> **PROBLEM DESCRIPTION**
Repeat the lines from the items below, between the line holding "notation: point(63, 165)." and the line holding "point(585, 610)", inclusive.

★ ★ ★

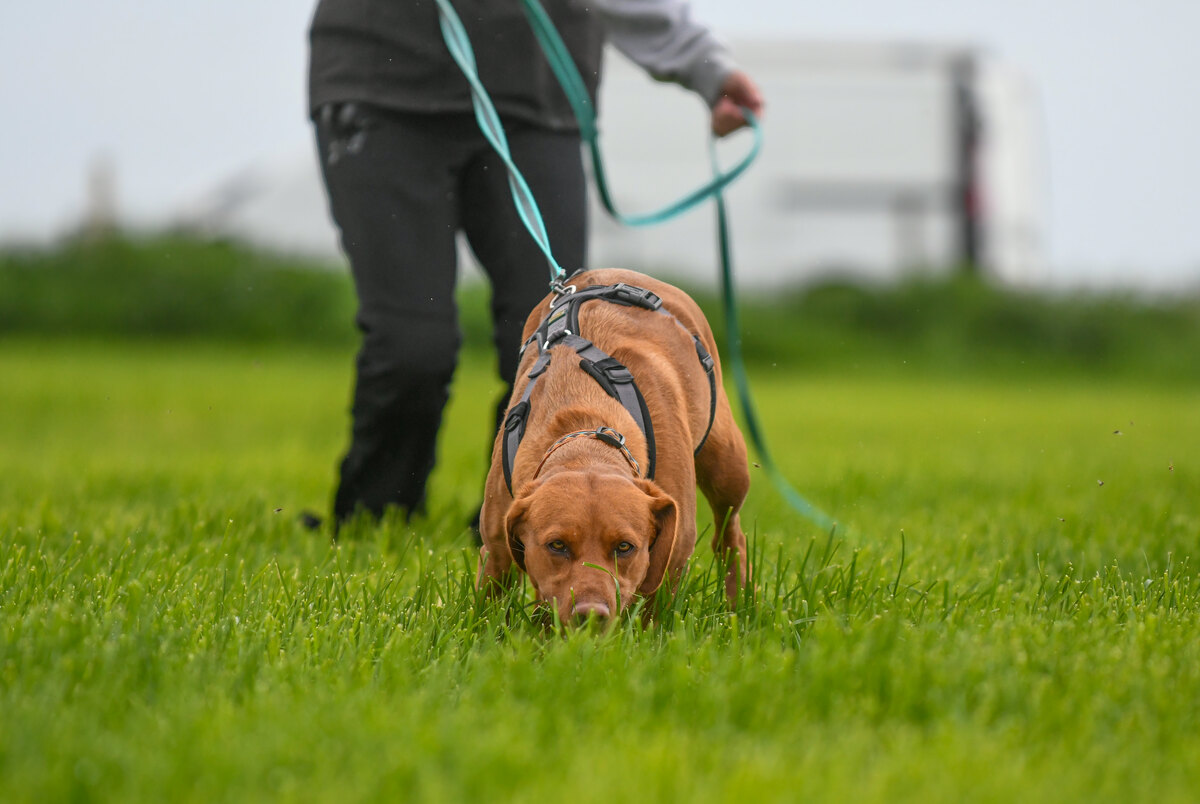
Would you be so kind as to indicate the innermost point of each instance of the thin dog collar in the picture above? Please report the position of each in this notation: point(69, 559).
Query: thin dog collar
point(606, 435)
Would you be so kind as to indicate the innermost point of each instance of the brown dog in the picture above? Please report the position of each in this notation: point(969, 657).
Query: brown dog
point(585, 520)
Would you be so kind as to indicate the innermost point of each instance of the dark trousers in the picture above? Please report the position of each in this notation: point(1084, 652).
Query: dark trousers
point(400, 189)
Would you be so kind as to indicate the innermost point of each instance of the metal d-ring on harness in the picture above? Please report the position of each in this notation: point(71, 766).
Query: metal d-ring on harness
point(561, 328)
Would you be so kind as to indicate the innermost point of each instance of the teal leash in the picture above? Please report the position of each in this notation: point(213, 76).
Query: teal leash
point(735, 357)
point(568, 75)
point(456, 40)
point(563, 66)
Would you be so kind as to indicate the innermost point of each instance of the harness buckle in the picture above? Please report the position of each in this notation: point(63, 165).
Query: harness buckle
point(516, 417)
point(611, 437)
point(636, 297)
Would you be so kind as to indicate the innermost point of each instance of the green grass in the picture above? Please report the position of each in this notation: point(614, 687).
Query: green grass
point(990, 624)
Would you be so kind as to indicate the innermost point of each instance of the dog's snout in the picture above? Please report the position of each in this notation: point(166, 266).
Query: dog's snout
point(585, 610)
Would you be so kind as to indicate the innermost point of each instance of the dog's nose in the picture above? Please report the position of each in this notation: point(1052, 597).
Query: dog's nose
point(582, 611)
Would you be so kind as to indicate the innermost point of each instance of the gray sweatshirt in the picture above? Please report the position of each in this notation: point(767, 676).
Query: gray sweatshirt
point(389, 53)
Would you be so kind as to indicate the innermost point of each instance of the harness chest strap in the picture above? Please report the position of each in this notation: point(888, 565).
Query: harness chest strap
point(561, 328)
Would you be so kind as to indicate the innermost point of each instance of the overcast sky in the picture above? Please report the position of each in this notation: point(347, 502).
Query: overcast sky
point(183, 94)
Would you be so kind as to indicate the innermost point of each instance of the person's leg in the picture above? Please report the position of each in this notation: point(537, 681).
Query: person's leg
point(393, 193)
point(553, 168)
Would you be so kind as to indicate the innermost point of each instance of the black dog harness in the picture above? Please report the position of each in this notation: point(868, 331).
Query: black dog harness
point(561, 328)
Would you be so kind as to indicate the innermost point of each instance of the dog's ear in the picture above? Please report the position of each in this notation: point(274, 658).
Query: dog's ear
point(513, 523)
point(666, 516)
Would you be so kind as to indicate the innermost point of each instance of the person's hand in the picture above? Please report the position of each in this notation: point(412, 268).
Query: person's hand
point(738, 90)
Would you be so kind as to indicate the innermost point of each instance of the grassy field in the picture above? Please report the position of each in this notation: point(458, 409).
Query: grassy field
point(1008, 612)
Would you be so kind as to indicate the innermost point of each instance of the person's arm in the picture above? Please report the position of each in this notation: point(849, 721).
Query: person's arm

★ ★ ★

> **EXERCISE RESULT**
Would you be so kind as to indicate the innermost point of each instance of the harness buckle in the picture above? Please report the position of each in this notation: point(63, 165).
Query: harness buckle
point(516, 417)
point(611, 437)
point(636, 297)
Would you be so kind as to indicate the innermost point of each instance of the green grass in the picture above? Please report the position of each in this notation: point(614, 687).
Query: green grass
point(990, 624)
Would you be so kind as to indicate the innermost point of each instance of the dog's snout in the picture above? Please report the position of each in this notation: point(166, 266).
Query: dog's snout
point(585, 610)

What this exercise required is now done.